* [Reading text]
• • • • • • •
I guess it depends on where you want to end up after MKE. I probably wouldn't want to slog through downtown during rush hours but unless there's construction (how long did the zoo interchange take, like 4 or 5 years?) I-43 would be better than most any other route. Right at I-43 and Hampton is Sprecher Brewery, then a butter burger at Solly's.

Mark B.
Albuquerque, NM
 
As long as you get there before the afternoon Rush it should OK, but I don't recall there being any easy route around Milwaukee.
 
I agree with stated previous comments..just did Milwaukee to Luxemburg last year..of course, we went through right at supper rush hour.. downtown MKE is no different that any other big city, and better than some.. as long your not in rush hour traffic you should be fine..highway road conditions?..another story, Milwaukee is known for treacherous roads..it had its interesting parts that I last recall..time your travel right and you'll be outta downtown and on I-43 to door county before you know it..safe travels
 
We left in the morning and when we reached the 3 way of I-43 and I-41 on the south side of Milwaukee the traffic was at a standstill above us headed east on I-41/43 and we tiurned north on I-41 and while it was somewhat heavy, by the time we passed the zoo, it had thinned out. We took I-41 to Fon du lac, Oshkosh and Appleton, and it was smooth sailing.
• • • • • • •
* [Tasks and exercises]
#1 Answer these questions using the forum thread about driving through Milwaukee, one answer per line:
(a) What brewery is right at I-43 and Hampton?
(b) What location is given under the name Mark B.?
(c) Which three places did the last writer pass through on I-41?
#2 Rewrite the forum thread about driving through Milwaukee from "I guess it depends" to "route around Milwaukee.", putting "bratwurst" in place of "butter burger".

* [Given information]
• • • • • • •
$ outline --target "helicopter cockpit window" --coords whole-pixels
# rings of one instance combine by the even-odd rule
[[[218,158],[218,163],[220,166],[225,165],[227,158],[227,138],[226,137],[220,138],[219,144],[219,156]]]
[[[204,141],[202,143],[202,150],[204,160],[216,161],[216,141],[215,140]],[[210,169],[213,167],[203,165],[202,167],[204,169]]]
• • • • • • •
* [The responses]
#1
(a) Sprecher Brewery
(b) Albuquerque, NM
(c) Fon du lac, Oshkosh and Appleton

#2
I guess it depends on where you want to end up after MKE. I probably wouldn't want to slog through downtown during rush hours but unless there's construction (how long did the zoo interchange take, like 4 or 5 years?) I-43 would be better than most any other route. Right at I-43 and Hampton is Sprecher Brewery, then a bratwurst at Solly's.

Mark B.
Albuquerque, NM
 
As long as you get there before the afternoon Rush it should OK, but I don't recall there being any easy route around Milwaukee.